> **TEXT TO READ**
********
Ohms is a unit of resistance. The resistors are made from different materials and the properties of each material effects the amount of resistance and tolerance. Each resistor has 4 or 5 different coloured stripes on them which tells you the specific ohm value of that resistor and its tolerance....

You can get a multimeter and set it to 'resistance - 20K scale' (ohm symbol Ω) and measure the resistor. It should read 3.3K. Or if you have it on the 2000Ω scale it will read 3300Ω... catching on yet?
 
If we keep to the water analogy of pressure and flow being voltage and current then a resistor is analogous to a restriction in the pipe. The more restricted the pipe the higher the resistance and the bigger pressure will be built up around it. A dripping tap is like a very high value resistor and so the pressure before the tap (in the pipe) is high and after the tap is low and so the pressure difference is high. A fully open tap offers little resistance and so the pressure is pretty much the same before and after the tap.

Resistance as you know is measured in ohms but we use the SI units (kilo Meg) in place of the decimal point. So, 2k2 = 2.2k = 2200Ω. 8M9 = 8.9M = 9,800,000Ω. We also use R to indicate no multiplier, 22R = 22Ω and 1R2 = 1.2Ω.
********
> **GIVEN ENTRIES**
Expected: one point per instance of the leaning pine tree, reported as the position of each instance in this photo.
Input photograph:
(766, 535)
********
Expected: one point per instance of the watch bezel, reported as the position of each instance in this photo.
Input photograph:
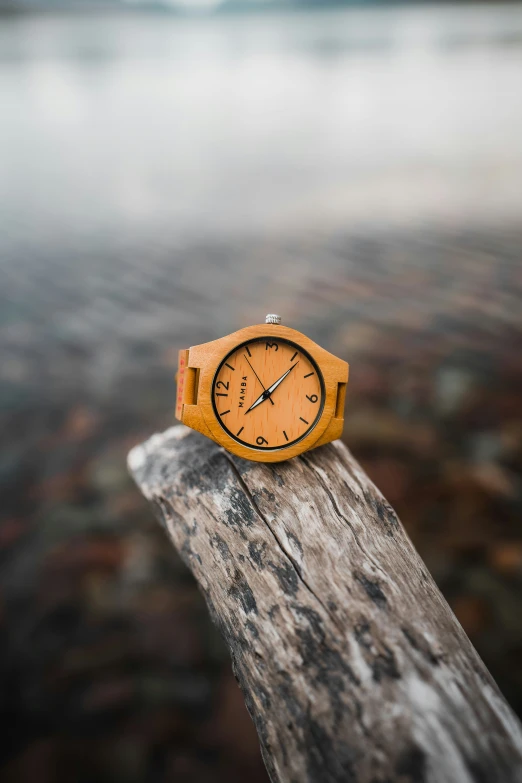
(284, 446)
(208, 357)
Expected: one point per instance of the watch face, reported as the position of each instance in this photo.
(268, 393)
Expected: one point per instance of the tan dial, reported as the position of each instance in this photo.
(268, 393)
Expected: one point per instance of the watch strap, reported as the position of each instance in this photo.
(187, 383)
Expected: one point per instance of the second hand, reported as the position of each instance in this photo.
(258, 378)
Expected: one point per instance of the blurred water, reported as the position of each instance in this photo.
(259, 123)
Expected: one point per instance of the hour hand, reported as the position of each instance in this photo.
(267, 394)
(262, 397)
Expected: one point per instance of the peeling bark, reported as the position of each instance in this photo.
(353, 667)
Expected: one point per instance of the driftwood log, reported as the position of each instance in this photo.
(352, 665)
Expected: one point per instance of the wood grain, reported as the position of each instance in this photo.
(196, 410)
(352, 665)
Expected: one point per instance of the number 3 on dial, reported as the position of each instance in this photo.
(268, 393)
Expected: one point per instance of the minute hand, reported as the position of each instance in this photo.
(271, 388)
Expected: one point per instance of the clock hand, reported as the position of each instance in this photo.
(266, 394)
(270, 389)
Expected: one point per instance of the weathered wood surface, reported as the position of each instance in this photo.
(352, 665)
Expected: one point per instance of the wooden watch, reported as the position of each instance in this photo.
********
> **PARTS OF THE EXERCISE**
1 > Quote the text on resistors between "If we keep to" and "1R2 = 1.2Ω.", inclusive.
2 > In the text on resistors, what is a dripping tap compared to?
3 > Continue the text on resistors from the point where it stops.

> **RESULTS FOR EACH TASK**
1 >
If we keep to the water analogy of pressure and flow being voltage and current then a resistor is analogous to a restriction in the pipe. The more restricted the pipe the higher the resistance and the bigger pressure will be built up around it. A dripping tap is like a very high value resistor and so the pressure before the tap (in the pipe) is high and after the tap is low and so the pressure difference is high. A fully open tap offers little resistance and so the pressure is pretty much the same before and after the tap.

Resistance as you know is measured in ohms but we use the SI units (kilo Meg) in place of the decimal point. So, 2k2 = 2.2k = 2200Ω. 8M9 = 8.9M = 9,800,000Ω. We also use R to indicate no multiplier, 22R = 22Ω and 1R2 = 1.2Ω.

2 > A very high value resistor.

3 >
In your example with the LED it has to be calculated backward. The LED will have 2V across it (actually not in this case due to a high resistor value) and so the resistor will have 7 and so the current that will flow is I=V/R = 7/3300000 = 0.000002 Amps. I think you may have the wrong resistor value, a normal value for this example would be more like 330Ω.

Mike.
 
Google "Ohm's Law", you'll find tons of info.

But, in short, if you have 1 volt and your circuit has a resistance of 1 ohm, 1 amp of current will flow through the circuit.

Higher voltage increases the current. Higher resistance reduces the current.

The formulas are very simple:

Amps = Volts / Ohms.
Ohms = Volts / Amps.
Volts = Amps * Ohms.

When you read a schematic, and the resistor has "K" after the value, you would multiply by 1,000. So, a 10k resistor = 10,000 ohms. If it has M after the value, multiply by 1,000,000. So 1M = 1,000,000 ohms. Sometimes a decimal value will use the M or K in place of the decimal point. So, 2.2K = 2K2 = 2,200 ohms.
 
I will try to explain this in a way that simplifies to the point even a child can understand it.

Think of voltage as pressure being applied to something. Say, for instance, when you are moving a bookcase in your home by pushing it across the floor. When you put your shoulder against the bookcase and push, you are applying pressure against it.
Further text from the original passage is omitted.